— BEGIN Task inputs —
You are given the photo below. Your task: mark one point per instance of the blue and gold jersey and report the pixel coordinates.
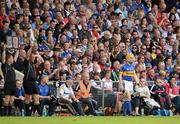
(128, 71)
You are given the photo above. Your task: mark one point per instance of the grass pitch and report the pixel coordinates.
(91, 120)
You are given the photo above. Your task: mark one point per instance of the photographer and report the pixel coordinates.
— END Task inputs —
Write out each of the records above word for word, leaving out the pictures.

__Solution for this exercise__.
You are given the photo below. Your task: mark one point per instance of the blue and gold jersey and report the pixel coordinates.
(128, 71)
You are given the photo above. Your task: mark one point per instance of the grass pitch and report the pixel coordinates.
(91, 120)
You are given the photo above. Your task: mark one point per instance of the photographer and report the pixel coordinates.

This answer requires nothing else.